Excerpts of location labeling data
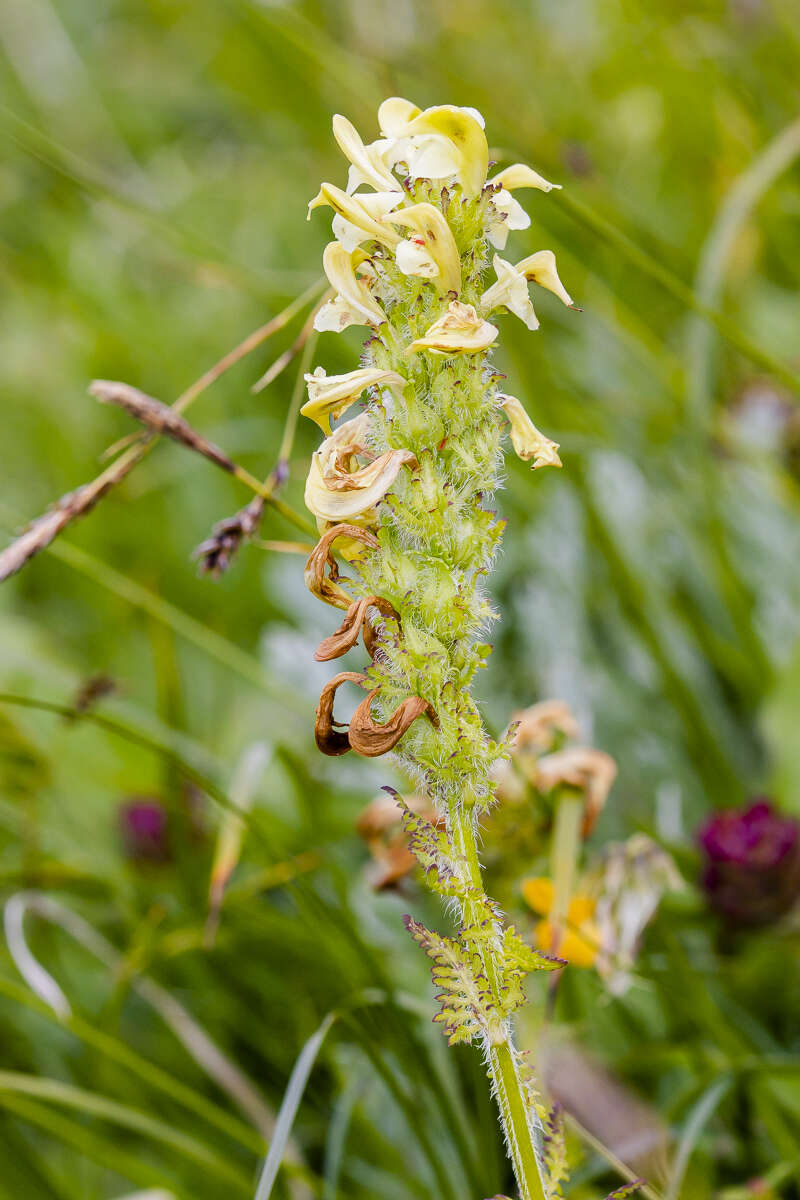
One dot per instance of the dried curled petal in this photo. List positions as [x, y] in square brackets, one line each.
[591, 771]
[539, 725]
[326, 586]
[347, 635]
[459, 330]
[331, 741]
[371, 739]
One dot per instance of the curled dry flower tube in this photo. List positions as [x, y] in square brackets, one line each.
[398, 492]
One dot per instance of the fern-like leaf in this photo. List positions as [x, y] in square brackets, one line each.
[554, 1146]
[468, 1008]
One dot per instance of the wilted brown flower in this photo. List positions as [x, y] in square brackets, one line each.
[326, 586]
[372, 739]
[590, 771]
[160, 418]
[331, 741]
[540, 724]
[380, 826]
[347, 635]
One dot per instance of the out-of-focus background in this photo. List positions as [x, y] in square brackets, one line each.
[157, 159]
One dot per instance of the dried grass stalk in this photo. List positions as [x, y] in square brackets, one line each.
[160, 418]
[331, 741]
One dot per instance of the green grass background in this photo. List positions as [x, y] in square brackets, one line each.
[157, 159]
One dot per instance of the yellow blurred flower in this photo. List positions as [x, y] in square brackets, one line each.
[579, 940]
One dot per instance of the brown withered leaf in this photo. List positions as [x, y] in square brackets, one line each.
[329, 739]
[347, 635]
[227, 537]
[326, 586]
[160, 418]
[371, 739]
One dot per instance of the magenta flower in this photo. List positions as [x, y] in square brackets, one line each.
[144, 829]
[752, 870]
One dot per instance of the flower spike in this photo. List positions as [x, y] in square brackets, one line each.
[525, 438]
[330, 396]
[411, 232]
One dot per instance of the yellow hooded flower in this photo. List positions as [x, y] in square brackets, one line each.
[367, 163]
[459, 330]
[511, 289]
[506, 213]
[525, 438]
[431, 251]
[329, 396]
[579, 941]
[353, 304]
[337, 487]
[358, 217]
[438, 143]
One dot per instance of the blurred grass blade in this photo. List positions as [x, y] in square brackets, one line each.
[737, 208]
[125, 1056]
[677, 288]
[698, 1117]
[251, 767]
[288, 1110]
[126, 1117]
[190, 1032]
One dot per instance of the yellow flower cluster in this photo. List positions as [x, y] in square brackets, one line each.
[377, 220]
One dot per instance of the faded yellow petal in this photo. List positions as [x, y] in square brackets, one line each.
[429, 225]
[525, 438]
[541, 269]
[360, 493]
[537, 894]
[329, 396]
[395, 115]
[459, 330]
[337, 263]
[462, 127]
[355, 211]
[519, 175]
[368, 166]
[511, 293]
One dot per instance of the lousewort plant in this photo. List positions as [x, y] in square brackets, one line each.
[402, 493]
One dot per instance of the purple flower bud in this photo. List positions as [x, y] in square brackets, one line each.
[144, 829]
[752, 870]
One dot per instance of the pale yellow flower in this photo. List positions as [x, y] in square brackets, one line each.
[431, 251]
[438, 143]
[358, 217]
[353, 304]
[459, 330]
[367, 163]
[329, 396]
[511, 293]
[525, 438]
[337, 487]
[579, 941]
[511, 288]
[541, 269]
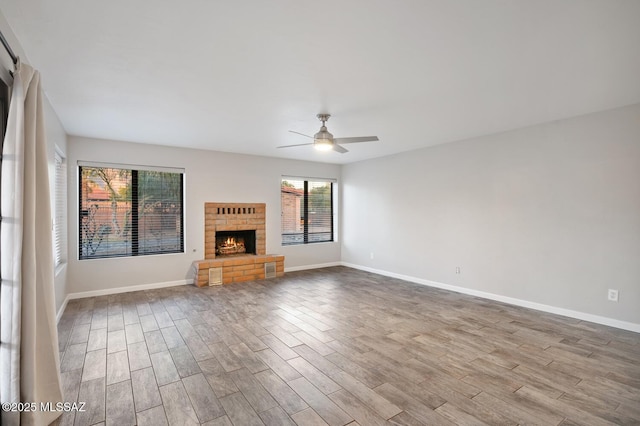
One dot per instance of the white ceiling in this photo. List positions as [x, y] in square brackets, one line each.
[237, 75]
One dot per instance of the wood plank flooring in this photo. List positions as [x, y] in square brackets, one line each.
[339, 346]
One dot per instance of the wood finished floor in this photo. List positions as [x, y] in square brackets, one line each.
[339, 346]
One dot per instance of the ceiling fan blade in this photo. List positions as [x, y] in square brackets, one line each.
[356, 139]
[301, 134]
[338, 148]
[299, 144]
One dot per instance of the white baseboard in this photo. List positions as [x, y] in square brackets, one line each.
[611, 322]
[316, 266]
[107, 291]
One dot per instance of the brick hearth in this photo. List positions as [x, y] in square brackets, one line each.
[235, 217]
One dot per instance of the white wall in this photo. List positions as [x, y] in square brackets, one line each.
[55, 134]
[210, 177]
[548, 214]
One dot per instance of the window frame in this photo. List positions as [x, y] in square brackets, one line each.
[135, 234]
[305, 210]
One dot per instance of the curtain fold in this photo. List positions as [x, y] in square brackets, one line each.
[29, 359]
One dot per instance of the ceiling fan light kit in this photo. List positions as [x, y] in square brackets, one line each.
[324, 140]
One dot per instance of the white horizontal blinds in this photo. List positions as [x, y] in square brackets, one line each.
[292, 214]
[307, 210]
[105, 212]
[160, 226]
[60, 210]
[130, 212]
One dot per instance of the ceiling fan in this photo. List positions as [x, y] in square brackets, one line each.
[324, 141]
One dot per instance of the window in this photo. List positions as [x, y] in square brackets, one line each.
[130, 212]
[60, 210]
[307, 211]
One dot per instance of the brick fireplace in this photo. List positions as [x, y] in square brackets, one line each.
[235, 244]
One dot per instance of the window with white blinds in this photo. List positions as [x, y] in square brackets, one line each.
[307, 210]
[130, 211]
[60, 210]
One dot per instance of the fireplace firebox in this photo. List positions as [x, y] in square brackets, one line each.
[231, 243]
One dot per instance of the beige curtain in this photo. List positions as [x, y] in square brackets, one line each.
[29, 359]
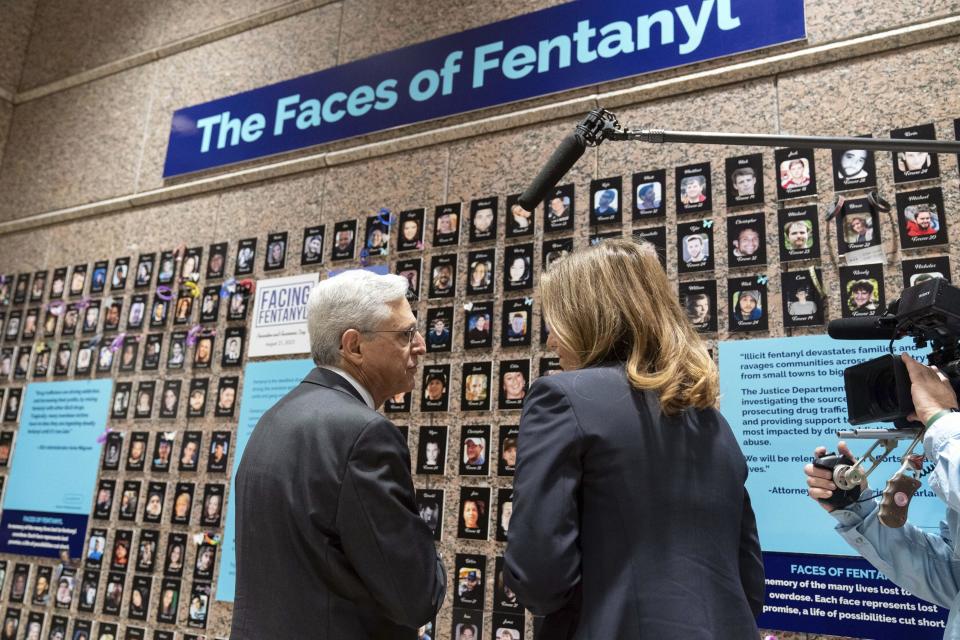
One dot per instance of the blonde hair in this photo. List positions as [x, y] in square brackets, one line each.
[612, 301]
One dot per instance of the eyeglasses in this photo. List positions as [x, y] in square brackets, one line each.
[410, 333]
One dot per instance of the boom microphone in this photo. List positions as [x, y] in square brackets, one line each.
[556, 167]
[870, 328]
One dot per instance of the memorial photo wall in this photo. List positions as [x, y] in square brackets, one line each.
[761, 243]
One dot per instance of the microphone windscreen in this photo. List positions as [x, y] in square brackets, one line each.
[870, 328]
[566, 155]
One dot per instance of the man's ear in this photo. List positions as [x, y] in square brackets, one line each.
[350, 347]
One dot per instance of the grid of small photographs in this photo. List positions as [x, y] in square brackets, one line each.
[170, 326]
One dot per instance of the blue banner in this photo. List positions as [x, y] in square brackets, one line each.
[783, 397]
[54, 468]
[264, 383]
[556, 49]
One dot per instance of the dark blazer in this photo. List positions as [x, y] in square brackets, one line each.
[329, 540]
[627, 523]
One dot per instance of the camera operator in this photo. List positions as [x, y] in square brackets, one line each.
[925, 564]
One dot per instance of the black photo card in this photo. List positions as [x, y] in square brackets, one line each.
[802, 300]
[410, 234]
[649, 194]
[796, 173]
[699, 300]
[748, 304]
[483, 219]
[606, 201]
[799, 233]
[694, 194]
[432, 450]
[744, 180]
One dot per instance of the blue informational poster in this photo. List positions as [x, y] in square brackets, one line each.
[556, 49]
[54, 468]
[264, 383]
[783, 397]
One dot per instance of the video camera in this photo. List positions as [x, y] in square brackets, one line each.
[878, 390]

Short exercise: Pull out every line of the records above word for word, leaving out the pictures.

Task answer:
One dot per instance of the dried curled petal in this photo. List positions as [x, y] in square brackets, one line each.
[591, 771]
[539, 725]
[326, 586]
[347, 635]
[459, 330]
[331, 741]
[371, 739]
One dot per instance of the curled dry flower tube in this photo. List positions as [x, y] in square brackets, one line each.
[398, 492]
One dot per instance of the fern-like leaf in this photo. List positions as [x, y] in square brackets, one line each.
[554, 1146]
[468, 1008]
One dot per instance of the wilted brown flower in this photo. List positions as [x, y] in square brackets, one line each.
[326, 586]
[372, 739]
[590, 771]
[160, 418]
[331, 741]
[540, 724]
[380, 826]
[347, 635]
One dot per instance of the out-of-focus background in this photo. List positions as [x, y] in square brackets, one line each.
[157, 159]
One dot per instance of the dried grass stalk in this photo. List positions as [x, y] in square brackets, one line each.
[160, 418]
[331, 741]
One dot per instance of the green grass background in this photo. List positions as [x, y] in square brackets, one line each.
[157, 159]
One dot per instance of the yellow blurred flower in this photo. List positions as [x, y] in square brackets, one line each.
[579, 940]
One dot per instance of the brown withered leaf in this photo. List positions as [x, y] in square brackets, one line each.
[329, 739]
[347, 635]
[227, 537]
[326, 586]
[160, 418]
[371, 739]
One dot per instance of the magenta flower in this photo. List positions as [x, y] in square brackets, one line each.
[144, 829]
[752, 870]
One dot per instance of the flower spike in this photo. List positions as [x, y] in square brackets, one line each.
[525, 438]
[330, 396]
[411, 232]
One dot per instance of the yellow hooded flower in this photo. List positions as [x, y] in square brackets, one line each.
[367, 163]
[459, 330]
[511, 289]
[506, 213]
[525, 438]
[431, 251]
[329, 396]
[579, 941]
[353, 304]
[337, 487]
[358, 217]
[438, 143]
One dot per instance of the blurred grass blade in this photo. List positions as [x, y] in square brackets, one line each.
[737, 208]
[125, 1056]
[677, 288]
[698, 1117]
[251, 767]
[288, 1110]
[126, 1117]
[190, 1032]
One dot per instance of the yellow flower cluster in this photo. List positions as [x, y] in square brackets, one line each.
[377, 220]
One dot per instance of the faded yellow petal in this photo. List positions as [x, y] in square brackets, one line each.
[429, 225]
[525, 438]
[541, 269]
[360, 493]
[537, 894]
[329, 396]
[395, 115]
[459, 330]
[337, 263]
[462, 127]
[355, 211]
[519, 175]
[368, 166]
[511, 293]
One dot per instance of the lousewort plant in this photo. List positions as [x, y] in square brackets, one line each.
[402, 493]
One dot per instance of the purple flower bud in this photo. List positions as [x, y] in square brackets, one line each.
[144, 829]
[752, 870]
One dot per instance of the pale yellow flower in this photo. List positions as [x, y] in square brackets, one line each.
[431, 251]
[438, 143]
[358, 217]
[353, 304]
[459, 330]
[367, 163]
[329, 396]
[511, 293]
[525, 438]
[337, 487]
[579, 941]
[511, 288]
[541, 269]
One dot per instance of the white ceiling in this photo. List positions as [x, y] in square brackets, one line each.
[237, 75]
One dot per instance of the wood plank flooring in this photo. List positions as [x, y] in square brackets, one line each.
[339, 346]
One dot per instance of the wood finished floor in this photo. List positions as [x, y] in square brackets, one line each.
[339, 346]
One dot per instance of the ceiling fan blade in this photo. List positions as [x, y] in square brackets, one line each.
[356, 139]
[301, 134]
[338, 148]
[299, 144]
One dot per instance of the white baseboard in this photo. List positions as [x, y] in square brackets, one line each.
[611, 322]
[316, 266]
[107, 291]
One dot per instance of the brick hearth in this photo. List positions as [x, y] in square brackets, one line each.
[235, 217]
One dot per instance of the white wall in this photo. List positions as [x, y] in square brackets, one line each.
[55, 134]
[210, 177]
[548, 214]
One dot per instance of the window frame in this photo. List positions as [x, y] in square brackets, one line each.
[135, 234]
[305, 210]
One dot per instance of the curtain fold in this photo. List positions as [x, y] in square brackets, one line each.
[29, 359]
One dot per instance of the ceiling fan light kit in this photo. List positions as [x, y] in square brackets, one line each.
[324, 140]
One dot per instance of the white horizontal blinds in this photo. List positions as [x, y] in square brackets, one line each.
[292, 214]
[307, 210]
[105, 212]
[160, 226]
[60, 210]
[130, 212]
One dot per instance of the ceiling fan in this photo. List positions as [x, y] in square brackets, one line each.
[324, 141]
One dot per instance of the window in this photo. List positions as [x, y] in square brackets, one line each.
[130, 212]
[60, 210]
[307, 211]
One dot per instance of the brick fireplace in this photo. List positions as [x, y] in square brackets, one line each.
[235, 244]
One dot per instance of the window with white blinds in this photo. List positions as [x, y] in square brackets, one line each.
[307, 210]
[130, 211]
[60, 210]
One dot per instance of the fireplace firebox in this photo. List positions as [x, y] in square brackets, one line each.
[231, 243]
One dot per instance of the beige curtain in this photo. List positions as [x, y] in square brackets, one line each.
[29, 359]
One dot per instance of the blonde hair in this photo. List positions as [x, y] in square brackets, one line each.
[612, 301]
One dot per instance of the eyeglasses in this photo. List positions as [x, y] in square brackets, one line each.
[410, 333]
One dot per instance of the boom microphone in this photo. List positions as [x, y] in square brackets, one line each.
[556, 167]
[870, 328]
One dot per instance of the memorial photo wall in this photo. List positions as [x, y] in square brackets, one line each.
[761, 243]
One dot per instance of the microphone windscreen in this photo. List positions as [x, y] in square brackets, one line each.
[870, 328]
[566, 155]
One dot per instance of the man's ear in this photo. List positions as [x, y] in square brackets, one line each.
[350, 347]
One dot per instance of the grid of small photographs in this photo. List positions as [x, y] in square brackets, one line each.
[170, 326]
One dot per instance of the blue banner in this photo. List positions as [x, y] in square brackets, one line each.
[783, 397]
[54, 468]
[264, 383]
[556, 49]
One dot per instance of the dark blazer in this photo. List positions as [x, y] in square brackets, one line each.
[329, 540]
[627, 523]
One dot per instance of the camera operator in this photo. List positions as [x, y] in square brackets, one line each.
[925, 564]
One dot per instance of the black photo card in this photo. List positions as [x, y] in square brackets, one line each.
[802, 300]
[410, 234]
[649, 194]
[796, 173]
[699, 300]
[748, 304]
[483, 219]
[606, 201]
[799, 233]
[694, 194]
[432, 450]
[744, 180]
One dot per instance of the blue informational poster in this photo. List positions as [x, y] in square brackets, one line each.
[556, 49]
[54, 468]
[264, 383]
[783, 397]
One dot per instance of the video camera in this photo. List positions as [x, y] in square brackets, one line each.
[878, 390]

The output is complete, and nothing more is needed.